## To do
**A.** According to the Wet Tropics passage, in what year did Australia's National Heritage List recognize the Area for its Aboriginal cultural values?
**B.** Retype the part of the Wet Tropics passage starting at "While mostly rainforest, this" and ending at "and wallaby family.".

## Source passage
"""

The Wet Tropics World Heritage Area (the Area) is one of the most remarkable places on earth. Spread along 450km of rugged Tropical North Queensland coastline between Cooktown and Townsville, the Area is home to ancient remnants of the Gondwanan forest that once covered the Australian continent.
In 1988 Australian and international experts assessed the Wet Tropics, within the Wet Tropics bioregion, as being of Outstanding Universal Value, meeting all four natural heritage criteria for World Heritage listing as it:
- represents a major stage of the earth's evolutionary history
- is an outstanding example of ongoing ecological and biological processes
- contains superlative natural phenomena
- contains the most important natural habitats for conservation of biological diversity.
While mostly rainforest, this stunning landscape features diverse habitats including open forests, woodlands, wetlands and mangroves.
It is listed as the second most irreplaceable natural World Heritage site on earth by the International Union for the Conservation of Nature (IUCN).
The Wet Tropics has provided a safe haven for the evolution of species over millions of years and is a refuge for ancient songbirds, from which two-thirds of the world’s birdlife today are descendants. It is also home to the musky rat-kangaroo, the oldest surviving member of the kangaroo and wallaby family.
We are still discovering new species within the World Heritage Area, which supports the highest level of biodiversity of any region in Australia. At last count, more than 3,300 species of plants and more than 700 species of vertebrate animals call the Wet Tropics home. This includes more than 700 species of endemic plants and at least 88 species of vertebrate animals found nowhere else on earth.
Rainforest Aboriginal Peoples are the Traditional Custodians of the Wet Tropics and surrounding areas and have been living in and caring for its diverse habitats for thousands of years. They have unique cultural responsibilities, rights and interests in this rich cultural landscape. Rainforest Aboriginal Peoples of the Wet Tropics are extraordinarily diverse and represent at least 20 tribal groups, 120 clans and eight language groups—currently more than 20,000 people hold ongoing traditional connections to land in the Area.
In 2012, Australia’s National Heritage List recognised the Area for its Aboriginal cultural values, including the distinctiveness of Rainforest Aboriginal traditions, their land management techniques and the technical innovation and expertise needed to process food, in particular toxic plants.
Queensland Parks and Wildlife Service is one of several agencies involved in managing and protecting the Wet Tropics World Heritage Area, with the Wet Tropics Management Authority responsible for overall planning to ensure this superb part of Queensland is protected for the world, guided by the best available science.

"""

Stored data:
"""

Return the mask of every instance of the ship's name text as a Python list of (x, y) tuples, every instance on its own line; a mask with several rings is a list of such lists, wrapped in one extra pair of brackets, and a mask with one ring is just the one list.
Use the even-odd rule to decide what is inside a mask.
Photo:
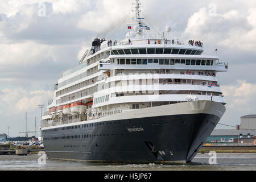
[(137, 127), (133, 129), (127, 129), (129, 132), (137, 132), (143, 131), (144, 129), (142, 127)]

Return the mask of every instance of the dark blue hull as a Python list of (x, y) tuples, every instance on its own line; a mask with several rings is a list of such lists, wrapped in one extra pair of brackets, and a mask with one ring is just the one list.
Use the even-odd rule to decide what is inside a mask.
[(191, 162), (220, 118), (191, 114), (43, 130), (47, 156), (106, 163)]

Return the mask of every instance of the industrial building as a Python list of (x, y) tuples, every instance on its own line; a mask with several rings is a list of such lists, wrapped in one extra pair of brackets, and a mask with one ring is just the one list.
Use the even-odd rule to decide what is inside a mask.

"""

## Answers provided
**A.** 2012

**B.**
While mostly rainforest, this stunning landscape features diverse habitats including open forests, woodlands, wetlands and mangroves.
It is listed as the second most irreplaceable natural World Heritage site on earth by the International Union for the Conservation of Nature (IUCN).
The Wet Tropics has provided a safe haven for the evolution of species over millions of years and is a refuge for ancient songbirds, from which two-thirds of the world’s birdlife today are descendants. It is also home to the musky rat-kangaroo, the oldest surviving member of the kangaroo and wallaby family.